→ **Data to use**
Start
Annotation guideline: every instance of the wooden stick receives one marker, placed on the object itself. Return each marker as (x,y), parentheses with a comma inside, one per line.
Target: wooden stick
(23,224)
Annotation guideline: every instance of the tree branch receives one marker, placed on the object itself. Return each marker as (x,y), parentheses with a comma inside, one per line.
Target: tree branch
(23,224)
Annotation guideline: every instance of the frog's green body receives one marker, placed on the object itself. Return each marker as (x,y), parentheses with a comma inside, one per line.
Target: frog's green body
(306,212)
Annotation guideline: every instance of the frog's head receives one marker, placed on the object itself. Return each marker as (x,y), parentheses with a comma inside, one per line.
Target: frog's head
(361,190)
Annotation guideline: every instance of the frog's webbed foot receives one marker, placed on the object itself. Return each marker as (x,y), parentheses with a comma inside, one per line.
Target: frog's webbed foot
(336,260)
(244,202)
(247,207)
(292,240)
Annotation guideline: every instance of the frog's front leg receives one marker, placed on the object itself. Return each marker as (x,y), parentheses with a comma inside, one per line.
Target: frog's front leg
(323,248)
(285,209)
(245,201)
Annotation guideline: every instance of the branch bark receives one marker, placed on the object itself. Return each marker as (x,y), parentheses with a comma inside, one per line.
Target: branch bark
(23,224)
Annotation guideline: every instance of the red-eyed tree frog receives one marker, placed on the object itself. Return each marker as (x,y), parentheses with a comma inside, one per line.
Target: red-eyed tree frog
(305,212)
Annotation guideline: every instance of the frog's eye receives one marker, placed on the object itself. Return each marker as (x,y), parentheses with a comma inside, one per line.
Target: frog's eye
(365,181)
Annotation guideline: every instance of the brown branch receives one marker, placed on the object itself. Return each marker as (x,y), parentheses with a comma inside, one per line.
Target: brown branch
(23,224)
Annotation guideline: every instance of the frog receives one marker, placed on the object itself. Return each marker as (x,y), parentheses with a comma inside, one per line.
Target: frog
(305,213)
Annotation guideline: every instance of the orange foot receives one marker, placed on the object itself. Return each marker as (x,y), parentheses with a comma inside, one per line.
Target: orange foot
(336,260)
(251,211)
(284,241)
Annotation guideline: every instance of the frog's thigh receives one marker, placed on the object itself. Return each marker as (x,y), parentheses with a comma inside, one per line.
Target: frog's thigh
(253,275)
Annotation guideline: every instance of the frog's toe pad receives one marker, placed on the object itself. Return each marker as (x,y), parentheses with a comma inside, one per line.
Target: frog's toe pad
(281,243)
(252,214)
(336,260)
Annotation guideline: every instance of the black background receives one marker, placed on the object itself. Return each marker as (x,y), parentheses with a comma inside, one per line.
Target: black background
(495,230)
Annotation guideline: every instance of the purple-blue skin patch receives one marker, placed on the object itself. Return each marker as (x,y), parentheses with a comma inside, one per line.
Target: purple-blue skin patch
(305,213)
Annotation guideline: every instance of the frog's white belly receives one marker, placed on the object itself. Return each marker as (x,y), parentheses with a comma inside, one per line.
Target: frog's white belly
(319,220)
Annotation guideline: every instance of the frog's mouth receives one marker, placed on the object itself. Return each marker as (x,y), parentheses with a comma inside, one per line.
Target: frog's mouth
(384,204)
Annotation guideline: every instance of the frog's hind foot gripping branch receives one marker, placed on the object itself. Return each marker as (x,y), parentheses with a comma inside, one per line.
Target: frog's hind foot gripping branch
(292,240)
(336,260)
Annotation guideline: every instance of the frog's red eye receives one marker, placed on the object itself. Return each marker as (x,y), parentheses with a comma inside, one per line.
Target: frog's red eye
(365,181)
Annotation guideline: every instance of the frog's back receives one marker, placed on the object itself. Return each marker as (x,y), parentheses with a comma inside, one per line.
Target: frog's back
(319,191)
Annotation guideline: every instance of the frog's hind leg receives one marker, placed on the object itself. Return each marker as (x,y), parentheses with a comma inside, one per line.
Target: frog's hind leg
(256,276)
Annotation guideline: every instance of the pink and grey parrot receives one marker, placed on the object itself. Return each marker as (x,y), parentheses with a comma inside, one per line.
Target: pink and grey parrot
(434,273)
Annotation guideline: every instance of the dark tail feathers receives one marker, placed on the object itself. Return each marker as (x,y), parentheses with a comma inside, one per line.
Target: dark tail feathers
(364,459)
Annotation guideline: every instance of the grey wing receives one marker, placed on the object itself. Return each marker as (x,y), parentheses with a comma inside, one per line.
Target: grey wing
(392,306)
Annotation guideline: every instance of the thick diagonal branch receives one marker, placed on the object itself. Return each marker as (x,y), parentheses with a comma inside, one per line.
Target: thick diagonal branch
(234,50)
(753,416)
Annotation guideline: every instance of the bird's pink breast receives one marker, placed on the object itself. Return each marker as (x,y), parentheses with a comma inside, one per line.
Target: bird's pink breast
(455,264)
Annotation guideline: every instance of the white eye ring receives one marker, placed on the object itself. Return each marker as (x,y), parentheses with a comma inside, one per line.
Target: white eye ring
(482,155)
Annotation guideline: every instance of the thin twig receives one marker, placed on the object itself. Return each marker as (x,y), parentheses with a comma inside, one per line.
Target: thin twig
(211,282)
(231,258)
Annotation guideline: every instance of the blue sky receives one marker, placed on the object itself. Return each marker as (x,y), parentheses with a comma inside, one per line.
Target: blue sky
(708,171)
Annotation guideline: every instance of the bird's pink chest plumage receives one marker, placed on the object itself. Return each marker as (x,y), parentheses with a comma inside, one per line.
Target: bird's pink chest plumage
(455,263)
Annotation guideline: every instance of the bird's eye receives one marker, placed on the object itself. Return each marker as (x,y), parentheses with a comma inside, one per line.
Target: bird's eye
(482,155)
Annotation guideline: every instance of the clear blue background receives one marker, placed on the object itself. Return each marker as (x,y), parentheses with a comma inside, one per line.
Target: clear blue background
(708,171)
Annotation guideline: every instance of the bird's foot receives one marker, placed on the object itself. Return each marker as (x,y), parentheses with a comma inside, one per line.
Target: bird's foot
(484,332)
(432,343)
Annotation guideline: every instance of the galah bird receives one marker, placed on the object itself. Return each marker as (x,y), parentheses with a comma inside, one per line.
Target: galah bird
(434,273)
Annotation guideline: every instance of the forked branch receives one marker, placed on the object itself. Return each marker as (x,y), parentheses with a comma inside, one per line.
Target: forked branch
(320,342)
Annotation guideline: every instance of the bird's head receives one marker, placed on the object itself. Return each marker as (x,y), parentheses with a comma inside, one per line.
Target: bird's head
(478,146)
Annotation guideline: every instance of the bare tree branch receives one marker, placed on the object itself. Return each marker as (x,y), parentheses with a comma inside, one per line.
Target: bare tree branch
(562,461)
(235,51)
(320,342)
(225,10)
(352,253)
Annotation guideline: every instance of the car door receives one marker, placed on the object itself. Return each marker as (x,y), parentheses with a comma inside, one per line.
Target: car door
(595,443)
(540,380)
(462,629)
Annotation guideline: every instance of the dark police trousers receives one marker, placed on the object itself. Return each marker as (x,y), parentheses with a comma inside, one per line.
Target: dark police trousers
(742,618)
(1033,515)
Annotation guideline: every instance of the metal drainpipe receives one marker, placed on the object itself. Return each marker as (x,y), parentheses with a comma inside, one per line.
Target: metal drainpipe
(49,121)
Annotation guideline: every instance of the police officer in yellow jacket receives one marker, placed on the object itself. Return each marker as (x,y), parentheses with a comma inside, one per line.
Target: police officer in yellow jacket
End
→ **The task**
Write the lines out verbatim, from the one with "Annotation guideline: every instance of the car" through the last line of the entries, and stop there.

→ **Correct result**
Annotation guideline: every instance of the car door receives one marker, placed on the object itself. Return each marker as (x,y), parentheses with a comma inside, one per line.
Target: car door
(595,443)
(540,380)
(462,629)
Annotation guideline: every instance of the dark police trousers receives one marker, placed on the object itself. Return each marker as (x,y), parentheses with a comma inside, one per line.
Target: dark police trousers
(742,618)
(1033,515)
Annotation guideline: every instance of the metal drainpipe receives one marker, placed on the object itself. Return each marker as (x,y), parentheses with a comma inside, one per line.
Target: metal drainpipe
(49,121)
Annotation guideline: every instance of the police officer in yellow jacket receives one marker, placed on the object itself. Return each marker as (x,y), parentheses with a comma inside, one per line.
Target: police officer in yellow jacket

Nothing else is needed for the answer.